▶ [Passage for review]
________________

When I run this test I get the problems that I have been describing. As far as I can tell the more separate http post requests I make the more instances of the class org.geotools.xml.impl.SchemaIndexImpl, and others I get. I believe if you run the same tests you will see the same thing but I cannot be sure about that. If you need to know anything else to help you run your own tests or, if for some reason you cannot reproduce the memory leak then let me know. Thanks for all your help so far.
Brett
-----Original Message-----
From: Justin Deoliveira [mailto:jdeolive@anonymised.com]
Sent: Thursday, September 11, 2008 5:44 PM
To: Levasseur, Brett
Cc: 'Gabriel Roldán'; geoserver-users@lists.sourceforge.net; David R Robison
Subject: Re: FW: [Geoserver-users] Memory Leak
Hi Brett,
Thanks for the info... I think this makes sense. I believe the adapter
the index attaches to the schema needs to be removed on index disposal.
That or the index should be reused and not continually recreated.
Is there a jira issue open for this? If not we should create one.
Also how are you running a load on GeoServer during profiling? Are you
using an automated tool? Some script you wrote? etc... It might save
some time if i could reuse your setup.

________________

▶ [What to work on] Please explain, using the memory leak email thread, why Justin asks how Brett is putting a load on GeoServer during profiling.

▶ [Information shown]
________________

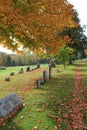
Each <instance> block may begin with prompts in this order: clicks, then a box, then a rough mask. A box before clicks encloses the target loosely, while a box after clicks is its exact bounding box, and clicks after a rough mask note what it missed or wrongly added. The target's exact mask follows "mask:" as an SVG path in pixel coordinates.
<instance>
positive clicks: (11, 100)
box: [0, 94, 22, 118]
mask: <svg viewBox="0 0 87 130" xmlns="http://www.w3.org/2000/svg"><path fill="white" fill-rule="evenodd" d="M21 105H22V102H21V100H20V99H19V97H18V96H17V95H16V94H10V95H9V96H6V97H4V98H3V99H0V117H1V118H2V117H5V116H7V115H9V114H10V113H11V112H13V111H14V109H15V108H16V107H18V106H21Z"/></svg>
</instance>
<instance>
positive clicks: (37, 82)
mask: <svg viewBox="0 0 87 130" xmlns="http://www.w3.org/2000/svg"><path fill="white" fill-rule="evenodd" d="M36 84H37V89H40V79H37V80H36Z"/></svg>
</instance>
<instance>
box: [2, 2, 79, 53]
mask: <svg viewBox="0 0 87 130" xmlns="http://www.w3.org/2000/svg"><path fill="white" fill-rule="evenodd" d="M72 7H73V6H72V5H71V4H69V3H68V2H67V0H51V1H50V0H22V1H21V0H0V43H1V44H2V45H3V46H5V47H8V48H10V49H12V50H17V49H18V47H20V45H22V47H23V48H25V47H28V48H29V49H31V50H37V51H38V52H39V53H40V52H42V51H47V52H48V53H50V54H58V50H59V48H60V47H61V46H63V45H65V44H67V42H69V41H70V38H69V37H68V35H65V36H62V37H61V36H60V35H59V34H60V32H62V31H64V30H65V29H66V28H67V27H68V28H72V27H75V26H77V22H75V21H74V20H73V18H74V13H73V9H72Z"/></svg>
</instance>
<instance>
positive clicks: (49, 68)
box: [49, 65, 52, 79]
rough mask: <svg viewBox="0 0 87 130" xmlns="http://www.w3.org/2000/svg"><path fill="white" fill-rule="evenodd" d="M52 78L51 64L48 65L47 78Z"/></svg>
mask: <svg viewBox="0 0 87 130" xmlns="http://www.w3.org/2000/svg"><path fill="white" fill-rule="evenodd" d="M51 78H52V66H51V65H49V79H51Z"/></svg>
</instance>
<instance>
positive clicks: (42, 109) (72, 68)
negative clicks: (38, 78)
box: [0, 65, 77, 130]
mask: <svg viewBox="0 0 87 130" xmlns="http://www.w3.org/2000/svg"><path fill="white" fill-rule="evenodd" d="M33 67H34V66H32V68H33ZM76 67H77V66H76V65H74V66H67V68H66V69H65V70H64V69H63V66H61V65H58V66H57V67H56V68H53V69H52V79H49V80H48V82H47V83H46V84H45V85H43V86H41V89H40V90H38V89H37V86H36V79H37V78H39V77H42V76H43V70H46V71H47V73H48V71H49V69H48V65H44V66H41V68H40V69H37V70H34V71H31V72H26V67H22V68H24V70H25V71H24V73H23V74H18V70H19V69H20V67H9V68H7V69H6V70H2V71H0V98H3V97H4V96H6V95H9V94H11V93H16V94H17V95H18V96H19V97H20V99H21V100H22V102H23V104H24V108H23V109H22V110H21V111H20V112H19V113H18V114H17V115H16V116H15V118H13V119H11V120H10V121H9V122H8V123H6V124H4V125H3V127H1V128H0V130H32V128H34V127H37V128H38V130H46V129H48V130H53V129H54V128H55V125H58V121H57V120H56V118H55V117H57V118H60V117H61V114H62V117H64V115H65V114H66V113H67V112H68V110H69V108H68V105H67V104H68V103H69V102H70V100H72V91H73V82H74V74H75V70H76ZM57 68H60V70H61V72H60V73H58V72H57ZM11 71H14V72H15V75H14V76H13V77H10V79H11V80H10V81H9V82H6V81H5V80H4V79H5V78H6V77H8V76H9V74H10V72H11ZM58 130H68V127H67V124H66V120H65V119H62V123H61V125H60V127H59V129H58Z"/></svg>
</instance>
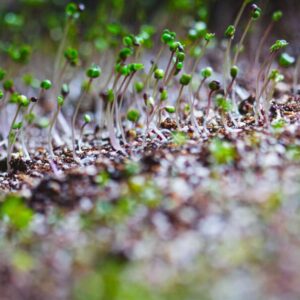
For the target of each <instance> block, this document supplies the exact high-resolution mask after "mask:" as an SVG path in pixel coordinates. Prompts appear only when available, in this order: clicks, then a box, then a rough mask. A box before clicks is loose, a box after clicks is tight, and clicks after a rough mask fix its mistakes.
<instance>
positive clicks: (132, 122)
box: [127, 109, 141, 123]
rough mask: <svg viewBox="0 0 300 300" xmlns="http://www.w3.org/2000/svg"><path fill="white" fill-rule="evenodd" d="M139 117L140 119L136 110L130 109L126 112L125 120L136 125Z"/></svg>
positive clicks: (140, 115) (139, 113)
mask: <svg viewBox="0 0 300 300" xmlns="http://www.w3.org/2000/svg"><path fill="white" fill-rule="evenodd" d="M140 117H141V115H140V112H139V111H138V110H137V109H130V110H129V111H128V112H127V120H128V121H130V122H132V123H136V122H137V121H138V120H139V118H140Z"/></svg>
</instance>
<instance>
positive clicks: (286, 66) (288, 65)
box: [279, 52, 296, 68]
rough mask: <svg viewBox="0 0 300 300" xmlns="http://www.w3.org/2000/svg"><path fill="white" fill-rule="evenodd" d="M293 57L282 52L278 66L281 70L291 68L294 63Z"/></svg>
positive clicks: (279, 60) (280, 55)
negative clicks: (280, 66) (282, 67)
mask: <svg viewBox="0 0 300 300" xmlns="http://www.w3.org/2000/svg"><path fill="white" fill-rule="evenodd" d="M295 61H296V59H295V57H293V56H291V55H289V54H288V53H286V52H284V53H282V54H281V55H280V57H279V65H280V66H281V67H283V68H288V67H291V66H292V65H293V64H294V63H295Z"/></svg>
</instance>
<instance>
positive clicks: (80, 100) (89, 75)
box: [72, 64, 101, 160]
mask: <svg viewBox="0 0 300 300" xmlns="http://www.w3.org/2000/svg"><path fill="white" fill-rule="evenodd" d="M100 75H101V68H100V67H99V66H97V65H95V64H94V65H92V66H91V67H90V68H89V69H88V70H87V71H86V76H87V77H88V83H87V86H86V88H85V89H83V91H82V92H81V96H80V98H79V99H78V102H77V105H76V108H75V111H74V114H73V118H72V151H73V158H74V160H77V156H76V145H75V138H76V136H75V124H76V120H77V115H78V112H79V109H80V106H81V104H82V101H83V99H84V97H85V96H86V94H87V92H88V91H89V90H90V88H91V86H92V83H93V81H94V80H95V79H96V78H98V77H99V76H100Z"/></svg>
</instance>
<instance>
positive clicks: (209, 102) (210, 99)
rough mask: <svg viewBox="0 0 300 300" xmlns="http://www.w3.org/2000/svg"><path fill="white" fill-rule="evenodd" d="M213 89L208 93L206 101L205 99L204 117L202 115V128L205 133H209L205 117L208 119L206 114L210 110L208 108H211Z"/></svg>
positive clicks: (206, 121) (207, 114) (208, 111)
mask: <svg viewBox="0 0 300 300" xmlns="http://www.w3.org/2000/svg"><path fill="white" fill-rule="evenodd" d="M213 93H214V91H213V90H211V91H210V92H209V94H208V101H207V106H206V111H205V117H204V122H203V128H204V131H205V132H206V133H209V131H208V129H207V119H208V116H209V111H210V108H211V104H212V95H213Z"/></svg>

________________

▶ [Answer below] Justin asks whether Brett uses an automated tool or a script he wrote because it might save time if Justin could reuse Brett's setup.